Dataset entries:
========================

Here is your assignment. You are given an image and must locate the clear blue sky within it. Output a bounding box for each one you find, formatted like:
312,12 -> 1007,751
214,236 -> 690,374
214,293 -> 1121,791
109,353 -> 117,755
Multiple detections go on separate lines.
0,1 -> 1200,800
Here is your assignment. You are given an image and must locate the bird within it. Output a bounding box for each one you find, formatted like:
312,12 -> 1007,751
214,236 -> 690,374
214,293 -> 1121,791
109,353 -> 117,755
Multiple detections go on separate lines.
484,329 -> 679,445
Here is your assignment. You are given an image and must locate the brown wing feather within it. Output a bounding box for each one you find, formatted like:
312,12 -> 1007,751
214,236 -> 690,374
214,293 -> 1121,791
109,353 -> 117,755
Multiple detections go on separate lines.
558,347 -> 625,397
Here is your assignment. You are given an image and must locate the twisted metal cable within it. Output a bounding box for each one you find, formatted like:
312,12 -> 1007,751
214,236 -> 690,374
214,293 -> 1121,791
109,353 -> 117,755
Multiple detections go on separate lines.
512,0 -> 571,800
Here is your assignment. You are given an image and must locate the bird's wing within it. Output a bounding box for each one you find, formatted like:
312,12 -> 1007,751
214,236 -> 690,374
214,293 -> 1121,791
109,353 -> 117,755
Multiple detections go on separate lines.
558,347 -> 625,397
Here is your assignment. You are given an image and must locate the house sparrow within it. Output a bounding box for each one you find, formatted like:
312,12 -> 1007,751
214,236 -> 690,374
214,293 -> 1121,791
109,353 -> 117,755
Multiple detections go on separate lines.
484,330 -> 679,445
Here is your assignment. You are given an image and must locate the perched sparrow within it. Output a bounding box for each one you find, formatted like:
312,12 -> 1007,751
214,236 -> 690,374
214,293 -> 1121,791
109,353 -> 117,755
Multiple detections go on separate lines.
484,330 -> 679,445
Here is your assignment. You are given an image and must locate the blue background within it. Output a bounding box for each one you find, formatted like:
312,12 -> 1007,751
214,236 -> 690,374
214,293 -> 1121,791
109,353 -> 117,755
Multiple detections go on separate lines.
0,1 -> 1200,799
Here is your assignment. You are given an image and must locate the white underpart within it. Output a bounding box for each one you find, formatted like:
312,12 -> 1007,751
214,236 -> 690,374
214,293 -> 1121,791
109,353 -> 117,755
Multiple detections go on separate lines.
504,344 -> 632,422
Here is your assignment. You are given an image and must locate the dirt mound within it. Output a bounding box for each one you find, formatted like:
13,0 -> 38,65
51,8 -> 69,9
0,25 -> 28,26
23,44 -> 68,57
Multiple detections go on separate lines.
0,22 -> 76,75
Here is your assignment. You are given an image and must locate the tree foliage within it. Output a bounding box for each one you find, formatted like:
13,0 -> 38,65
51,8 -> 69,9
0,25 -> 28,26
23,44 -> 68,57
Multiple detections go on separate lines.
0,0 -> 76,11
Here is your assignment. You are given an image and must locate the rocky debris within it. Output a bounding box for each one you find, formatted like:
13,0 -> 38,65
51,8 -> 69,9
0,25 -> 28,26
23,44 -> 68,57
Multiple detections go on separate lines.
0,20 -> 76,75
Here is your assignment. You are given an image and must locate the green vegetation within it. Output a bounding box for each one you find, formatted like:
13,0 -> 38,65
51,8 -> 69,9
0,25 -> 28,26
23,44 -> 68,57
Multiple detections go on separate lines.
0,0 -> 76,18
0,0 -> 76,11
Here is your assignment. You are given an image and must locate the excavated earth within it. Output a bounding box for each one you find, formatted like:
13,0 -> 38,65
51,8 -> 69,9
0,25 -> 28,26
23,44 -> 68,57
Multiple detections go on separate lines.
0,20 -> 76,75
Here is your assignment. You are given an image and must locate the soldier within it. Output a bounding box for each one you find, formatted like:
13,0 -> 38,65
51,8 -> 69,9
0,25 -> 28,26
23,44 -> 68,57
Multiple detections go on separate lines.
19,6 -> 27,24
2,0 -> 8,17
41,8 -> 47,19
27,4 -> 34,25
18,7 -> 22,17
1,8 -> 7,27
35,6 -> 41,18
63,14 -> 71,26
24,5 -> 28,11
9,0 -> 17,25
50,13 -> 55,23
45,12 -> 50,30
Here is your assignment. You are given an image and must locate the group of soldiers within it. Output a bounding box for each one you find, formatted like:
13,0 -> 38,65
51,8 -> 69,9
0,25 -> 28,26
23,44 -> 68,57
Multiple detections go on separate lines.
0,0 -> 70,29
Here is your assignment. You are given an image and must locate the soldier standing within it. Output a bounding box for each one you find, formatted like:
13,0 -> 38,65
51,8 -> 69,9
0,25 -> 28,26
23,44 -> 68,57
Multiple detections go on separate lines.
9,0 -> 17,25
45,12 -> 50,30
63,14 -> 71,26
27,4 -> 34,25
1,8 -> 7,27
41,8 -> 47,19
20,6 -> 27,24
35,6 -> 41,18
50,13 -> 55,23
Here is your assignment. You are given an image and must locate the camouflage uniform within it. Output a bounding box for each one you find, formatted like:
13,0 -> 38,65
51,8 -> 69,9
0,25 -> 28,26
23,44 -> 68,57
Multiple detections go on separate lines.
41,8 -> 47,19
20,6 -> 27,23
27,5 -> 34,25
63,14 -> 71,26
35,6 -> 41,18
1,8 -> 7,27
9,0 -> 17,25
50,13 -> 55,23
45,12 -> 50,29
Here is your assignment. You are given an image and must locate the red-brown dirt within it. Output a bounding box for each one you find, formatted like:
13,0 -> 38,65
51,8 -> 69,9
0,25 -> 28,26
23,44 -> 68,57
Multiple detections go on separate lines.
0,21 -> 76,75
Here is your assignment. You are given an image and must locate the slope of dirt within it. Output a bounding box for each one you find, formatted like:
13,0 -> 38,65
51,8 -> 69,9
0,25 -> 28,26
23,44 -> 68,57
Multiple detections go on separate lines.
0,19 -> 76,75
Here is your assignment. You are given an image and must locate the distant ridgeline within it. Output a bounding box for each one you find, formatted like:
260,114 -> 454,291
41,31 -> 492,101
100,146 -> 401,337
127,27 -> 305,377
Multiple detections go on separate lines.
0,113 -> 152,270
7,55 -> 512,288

========================

- **Directions**
Render every line of the rows above as a Markdown table with the columns Num and Text, giving each line's sequence number in Num and the line itself in Text. Omit blank lines.

- **Correct response**
| Num | Text |
|---|---|
| 1 | Here is your assignment. You are given an image and must locate the clear blue sky within it. Output a bounding box for each one you find, formatted like: |
| 2 | 312,12 -> 1007,751 |
| 3 | 214,236 -> 690,374 |
| 4 | 214,293 -> 1121,791 |
| 5 | 109,353 -> 117,755 |
| 6 | Multiple detections go on separate lines. |
| 7 | 0,1 -> 1200,800 |
| 8 | Here is your assignment. You are given an image and must locate the bird within it. Output a bounding box for each one you find, formatted like: |
| 9 | 312,12 -> 1007,751 |
| 10 | 214,236 -> 690,374 |
| 11 | 214,293 -> 1121,791 |
| 12 | 109,353 -> 117,755 |
| 13 | Multiple detections go on separate lines. |
| 14 | 484,329 -> 679,445 |
| 15 | Here is your assignment. You are given an image and must locate the brown wing feather within it. Output a bounding box for each one you find, formatted like: |
| 16 | 312,12 -> 1007,751 |
| 17 | 214,236 -> 690,374 |
| 18 | 214,293 -> 1121,791 |
| 19 | 109,353 -> 117,755 |
| 20 | Multiple detections go on separate lines. |
| 21 | 558,347 -> 625,397 |
| 22 | Here is your assignment. You are given an image and must locate the twisted metal cable within it. Output a bounding box for each one you find, formatted like: |
| 23 | 312,12 -> 1007,751 |
| 24 | 214,236 -> 690,374 |
| 25 | 214,293 -> 1121,791 |
| 26 | 109,353 -> 117,755 |
| 27 | Multiple detections go on separate lines. |
| 28 | 512,0 -> 571,800 |
| 29 | Here is your assignment. You are given an image and must locate the bird's wing within it. Output a bounding box for each one you find, formatted like: |
| 30 | 312,12 -> 1007,751 |
| 31 | 214,236 -> 690,374 |
| 32 | 214,293 -> 1121,791 |
| 33 | 109,353 -> 117,755 |
| 34 | Multiple detections go on separate lines. |
| 35 | 558,347 -> 625,397 |
| 36 | Here is your assignment. You are given an image and must locate the house sparrow within it. Output a bounding box for each one you find, formatted like: |
| 37 | 312,12 -> 1007,751 |
| 38 | 214,236 -> 690,374 |
| 39 | 214,293 -> 1121,791 |
| 40 | 109,353 -> 117,755 |
| 41 | Multiple detections go on separate lines. |
| 42 | 484,330 -> 679,445 |
| 43 | Here is your assignment. You are given an image and must locate the perched sparrow within it. Output a bounding box for each one you find, formatted like: |
| 44 | 312,12 -> 1007,751 |
| 45 | 214,236 -> 690,374 |
| 46 | 214,293 -> 1121,791 |
| 47 | 109,353 -> 117,755 |
| 48 | Multiple detections go on separate lines. |
| 49 | 484,330 -> 679,445 |
| 50 | Here is your assignment. You are given an image and must locate the blue background within it. Output a bounding box for each one you find, formatted like: |
| 51 | 312,12 -> 1007,751 |
| 52 | 214,236 -> 690,374 |
| 53 | 214,293 -> 1121,791 |
| 54 | 109,353 -> 117,755 |
| 55 | Multiple detections go on separate lines. |
| 56 | 0,1 -> 1200,799 |
| 57 | Here is your assignment. You are given an image and must locate the white underpart within it. Output a bounding box for each one you find, formatted like: |
| 58 | 312,12 -> 1007,751 |
| 59 | 214,236 -> 690,374 |
| 60 | 214,293 -> 1121,791 |
| 61 | 109,353 -> 117,755 |
| 62 | Multiple detections go on separate lines. |
| 63 | 504,344 -> 632,422 |
| 64 | Here is your assignment. You are given an image and must locate the dirt mound within it. Output a bounding box for each one you find, formatted like: |
| 65 | 13,0 -> 38,65 |
| 66 | 51,8 -> 69,9 |
| 67 | 0,25 -> 28,26 |
| 68 | 23,44 -> 68,57 |
| 69 | Multiple detections go on separate lines. |
| 70 | 0,22 -> 76,75 |
| 71 | Here is your assignment. You are given an image and must locate the tree foliage within it. Output a bounding box for each one you find, formatted like: |
| 72 | 13,0 -> 38,65 |
| 73 | 51,8 -> 69,9 |
| 74 | 0,25 -> 28,26 |
| 75 | 23,44 -> 68,57 |
| 76 | Multiple detections go on separate lines. |
| 77 | 0,0 -> 76,11 |
| 78 | Here is your assignment. You are given an image and must locate the rocky debris within it. Output a bounding box for each one you find, formatted like: |
| 79 | 13,0 -> 38,65 |
| 80 | 51,8 -> 69,9 |
| 81 | 0,25 -> 28,26 |
| 82 | 23,44 -> 68,57 |
| 83 | Multiple detections go on separate lines. |
| 84 | 0,20 -> 76,75 |
| 85 | Here is your assignment. You are given an image and must locate the green vegetation within it. Output a bounding box for each one you find, formatted like: |
| 86 | 13,0 -> 38,65 |
| 87 | 51,8 -> 69,9 |
| 88 | 0,25 -> 28,26 |
| 89 | 23,44 -> 68,57 |
| 90 | Multiple detections go on separate lines. |
| 91 | 0,0 -> 76,18 |
| 92 | 0,0 -> 76,11 |
| 93 | Here is your assignment. You are given an image and must locate the excavated earth within it. Output a bounding box for each one you find, formatted like: |
| 94 | 13,0 -> 38,65 |
| 95 | 51,8 -> 69,9 |
| 96 | 0,25 -> 28,26 |
| 97 | 23,44 -> 68,57 |
| 98 | Multiple detections go on separate lines. |
| 99 | 0,20 -> 76,75 |
| 100 | Here is your assignment. You are given an image and must locate the soldier within it. Output a bounding box for each one you find, formatted like: |
| 101 | 13,0 -> 38,65 |
| 102 | 51,8 -> 69,9 |
| 103 | 0,25 -> 28,26 |
| 104 | 23,44 -> 68,57 |
| 105 | Multiple detections go on separate lines. |
| 106 | 19,6 -> 27,24 |
| 107 | 2,0 -> 8,17 |
| 108 | 41,8 -> 47,19 |
| 109 | 27,4 -> 34,25 |
| 110 | 18,7 -> 22,17 |
| 111 | 1,8 -> 7,27 |
| 112 | 35,6 -> 41,18 |
| 113 | 63,14 -> 71,26 |
| 114 | 24,5 -> 28,11 |
| 115 | 9,0 -> 17,25 |
| 116 | 50,13 -> 55,23 |
| 117 | 45,12 -> 50,30 |
| 118 | Here is your assignment. You are given an image and must locate the group of soldiers within it. Output a bounding box for each one you find, formatted like: |
| 119 | 13,0 -> 38,65 |
| 120 | 51,8 -> 69,9 |
| 121 | 0,25 -> 28,26 |
| 122 | 23,44 -> 68,57 |
| 123 | Multiple detections go on separate lines. |
| 124 | 0,0 -> 70,29 |
| 125 | Here is your assignment. You are given an image and must locate the soldier standing within it. Output a bounding box for each one you find, formatted like: |
| 126 | 13,0 -> 38,65 |
| 127 | 51,8 -> 69,9 |
| 128 | 0,25 -> 28,26 |
| 129 | 23,44 -> 68,57 |
| 130 | Multiple detections go on separate lines. |
| 131 | 9,0 -> 17,25 |
| 132 | 45,12 -> 50,30 |
| 133 | 63,14 -> 71,26 |
| 134 | 27,4 -> 34,25 |
| 135 | 1,8 -> 7,27 |
| 136 | 41,8 -> 47,19 |
| 137 | 20,6 -> 27,24 |
| 138 | 35,6 -> 41,18 |
| 139 | 50,13 -> 55,23 |
| 140 | Here is your assignment. You are given an image and must locate the camouflage uniform within it. Output a bounding box for each one you find, formatted like: |
| 141 | 13,0 -> 38,65 |
| 142 | 51,8 -> 69,9 |
| 143 | 0,25 -> 28,26 |
| 144 | 23,44 -> 68,57 |
| 145 | Multiple detections go on separate lines. |
| 146 | 41,8 -> 47,19 |
| 147 | 20,6 -> 27,23 |
| 148 | 27,5 -> 34,25 |
| 149 | 63,14 -> 71,26 |
| 150 | 35,6 -> 41,18 |
| 151 | 1,8 -> 7,27 |
| 152 | 9,0 -> 17,25 |
| 153 | 50,13 -> 55,23 |
| 154 | 45,12 -> 50,29 |
| 155 | Here is your assignment. You are given an image and must locate the red-brown dirt within it. Output a bounding box for each one you find, formatted like: |
| 156 | 13,0 -> 38,65 |
| 157 | 51,8 -> 69,9 |
| 158 | 0,25 -> 28,26 |
| 159 | 23,44 -> 68,57 |
| 160 | Multiple detections go on separate lines. |
| 161 | 0,21 -> 76,75 |
| 162 | Here is your assignment. You are given an image and must locate the slope of dirt within it. Output a bounding box for each one you find, formatted like: |
| 163 | 13,0 -> 38,65 |
| 164 | 51,8 -> 69,9 |
| 165 | 0,25 -> 28,26 |
| 166 | 23,44 -> 68,57 |
| 167 | Multiple detections go on separate lines. |
| 168 | 0,19 -> 76,75 |
| 169 | Here is your assignment. You are given an image and must locate the distant ridgeline within it. Output a bounding box for each one you find, formatted like: |
| 170 | 260,114 -> 454,291 |
| 171 | 41,31 -> 492,101 |
| 172 | 100,146 -> 401,337 |
| 173 | 127,27 -> 305,377 |
| 174 | Multiple detections go on separate lines. |
| 175 | 0,113 -> 152,270 |
| 176 | 7,55 -> 512,288 |